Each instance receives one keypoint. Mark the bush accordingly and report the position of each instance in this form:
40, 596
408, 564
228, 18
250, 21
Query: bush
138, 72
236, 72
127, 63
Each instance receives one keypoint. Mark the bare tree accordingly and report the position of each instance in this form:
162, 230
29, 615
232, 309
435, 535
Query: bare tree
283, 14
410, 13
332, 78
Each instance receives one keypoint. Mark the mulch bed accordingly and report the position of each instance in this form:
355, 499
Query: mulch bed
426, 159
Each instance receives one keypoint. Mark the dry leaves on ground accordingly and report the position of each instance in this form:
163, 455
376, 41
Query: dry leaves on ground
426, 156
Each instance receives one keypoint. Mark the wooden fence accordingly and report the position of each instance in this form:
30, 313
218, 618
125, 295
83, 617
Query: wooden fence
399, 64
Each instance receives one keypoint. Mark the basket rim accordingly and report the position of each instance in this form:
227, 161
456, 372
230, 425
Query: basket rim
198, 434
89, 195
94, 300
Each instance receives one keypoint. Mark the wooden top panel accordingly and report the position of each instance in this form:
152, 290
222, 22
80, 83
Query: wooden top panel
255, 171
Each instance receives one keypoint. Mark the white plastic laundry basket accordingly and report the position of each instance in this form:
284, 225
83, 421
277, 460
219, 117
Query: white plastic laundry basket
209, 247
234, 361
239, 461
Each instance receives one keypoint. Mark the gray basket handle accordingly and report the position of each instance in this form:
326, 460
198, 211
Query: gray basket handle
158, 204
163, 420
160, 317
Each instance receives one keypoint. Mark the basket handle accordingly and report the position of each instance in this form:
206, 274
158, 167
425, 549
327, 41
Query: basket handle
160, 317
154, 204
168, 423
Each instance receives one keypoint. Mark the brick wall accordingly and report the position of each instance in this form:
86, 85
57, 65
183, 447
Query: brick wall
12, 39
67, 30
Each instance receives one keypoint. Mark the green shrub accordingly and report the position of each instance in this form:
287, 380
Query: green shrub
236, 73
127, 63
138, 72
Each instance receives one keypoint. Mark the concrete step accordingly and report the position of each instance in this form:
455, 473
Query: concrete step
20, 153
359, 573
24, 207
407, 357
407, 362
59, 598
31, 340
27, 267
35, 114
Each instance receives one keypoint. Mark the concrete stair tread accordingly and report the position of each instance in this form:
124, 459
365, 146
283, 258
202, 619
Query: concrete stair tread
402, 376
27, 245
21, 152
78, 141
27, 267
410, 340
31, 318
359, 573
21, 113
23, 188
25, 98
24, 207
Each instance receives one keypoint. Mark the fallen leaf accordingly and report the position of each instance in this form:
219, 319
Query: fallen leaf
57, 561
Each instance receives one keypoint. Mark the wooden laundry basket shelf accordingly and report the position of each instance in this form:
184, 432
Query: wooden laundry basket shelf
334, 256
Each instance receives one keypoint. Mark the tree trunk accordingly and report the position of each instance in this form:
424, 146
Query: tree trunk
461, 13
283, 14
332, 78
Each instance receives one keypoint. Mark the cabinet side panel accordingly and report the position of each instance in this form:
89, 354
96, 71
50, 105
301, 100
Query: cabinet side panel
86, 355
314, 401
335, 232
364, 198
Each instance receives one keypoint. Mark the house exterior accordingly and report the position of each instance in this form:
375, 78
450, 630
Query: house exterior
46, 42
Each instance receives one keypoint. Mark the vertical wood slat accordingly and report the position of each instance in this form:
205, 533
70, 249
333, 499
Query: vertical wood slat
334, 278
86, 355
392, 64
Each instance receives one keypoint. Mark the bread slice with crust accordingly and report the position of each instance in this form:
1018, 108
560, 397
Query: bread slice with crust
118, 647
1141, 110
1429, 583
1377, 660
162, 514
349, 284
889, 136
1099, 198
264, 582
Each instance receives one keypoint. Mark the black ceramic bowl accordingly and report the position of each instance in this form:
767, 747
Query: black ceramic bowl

*Exercise aim*.
Please reproduce every line from the one containing "Each instance receives one keypoint. Mark the vertical" through the end of the data, inclusive, requests included. Scale each coordinate in the answers by 0.35 and round to whole numbers, with halves rounded up.

*Exercise response*.
Each instance receives one keypoint. Mark the vertical wood slat accordingly and report the position of each instance in this form:
205, 533
70, 249
333, 499
Query: vertical wood slat
117, 97
30, 124
137, 22
Each instance receives one keypoint. Mark the bread slice with crust accordingly and report the position of each instance in this form:
1018, 108
560, 397
Query: bread slice with crust
41, 226
399, 39
500, 204
482, 231
57, 180
122, 99
311, 48
385, 69
92, 204
Each instance receives one keypoint. Mark the black ceramic bowl accordingly and report the position of each instance in this form:
767, 747
Query: black ceramic bowl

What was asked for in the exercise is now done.